═════ MATERIALS PROVIDED ═════

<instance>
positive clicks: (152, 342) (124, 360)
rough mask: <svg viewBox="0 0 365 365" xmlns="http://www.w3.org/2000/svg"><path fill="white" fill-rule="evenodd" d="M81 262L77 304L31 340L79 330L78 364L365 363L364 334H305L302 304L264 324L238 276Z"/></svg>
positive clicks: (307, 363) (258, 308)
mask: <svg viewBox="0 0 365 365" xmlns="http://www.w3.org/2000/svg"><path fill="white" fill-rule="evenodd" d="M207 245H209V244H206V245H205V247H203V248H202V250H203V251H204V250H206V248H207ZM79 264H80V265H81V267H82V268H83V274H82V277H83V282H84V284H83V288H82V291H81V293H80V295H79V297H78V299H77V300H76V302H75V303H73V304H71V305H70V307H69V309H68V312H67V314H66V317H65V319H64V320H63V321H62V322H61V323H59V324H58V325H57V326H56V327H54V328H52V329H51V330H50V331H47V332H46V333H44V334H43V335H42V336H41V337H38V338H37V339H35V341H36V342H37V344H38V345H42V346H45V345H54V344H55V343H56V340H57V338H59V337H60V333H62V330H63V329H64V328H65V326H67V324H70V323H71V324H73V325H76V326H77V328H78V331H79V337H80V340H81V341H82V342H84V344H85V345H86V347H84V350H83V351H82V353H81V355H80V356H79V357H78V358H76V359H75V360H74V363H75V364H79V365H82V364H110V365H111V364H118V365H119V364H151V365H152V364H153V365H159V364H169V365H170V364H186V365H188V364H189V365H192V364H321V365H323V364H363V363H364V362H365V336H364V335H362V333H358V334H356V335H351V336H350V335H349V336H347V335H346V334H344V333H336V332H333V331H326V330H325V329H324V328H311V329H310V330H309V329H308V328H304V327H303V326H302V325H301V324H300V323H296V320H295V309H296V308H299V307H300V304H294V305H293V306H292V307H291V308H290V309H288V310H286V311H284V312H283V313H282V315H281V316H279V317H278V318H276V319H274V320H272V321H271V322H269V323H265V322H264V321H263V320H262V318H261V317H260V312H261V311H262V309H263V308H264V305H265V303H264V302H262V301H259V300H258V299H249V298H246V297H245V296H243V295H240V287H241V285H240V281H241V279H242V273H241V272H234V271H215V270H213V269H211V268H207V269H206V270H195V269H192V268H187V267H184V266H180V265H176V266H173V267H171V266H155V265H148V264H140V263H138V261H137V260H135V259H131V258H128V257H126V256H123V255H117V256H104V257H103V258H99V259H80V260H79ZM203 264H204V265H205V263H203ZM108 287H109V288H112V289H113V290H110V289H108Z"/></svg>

═════

» **THE TASK**:
Return the entries exactly through the "rough mask: <svg" line.

» **RESPONSE BELOW**:
<instance>
positive clicks: (152, 342) (124, 360)
rough mask: <svg viewBox="0 0 365 365" xmlns="http://www.w3.org/2000/svg"><path fill="white" fill-rule="evenodd" d="M81 262L77 304L31 340L79 330L78 364L365 363L364 334H305L302 304L264 324L238 276Z"/></svg>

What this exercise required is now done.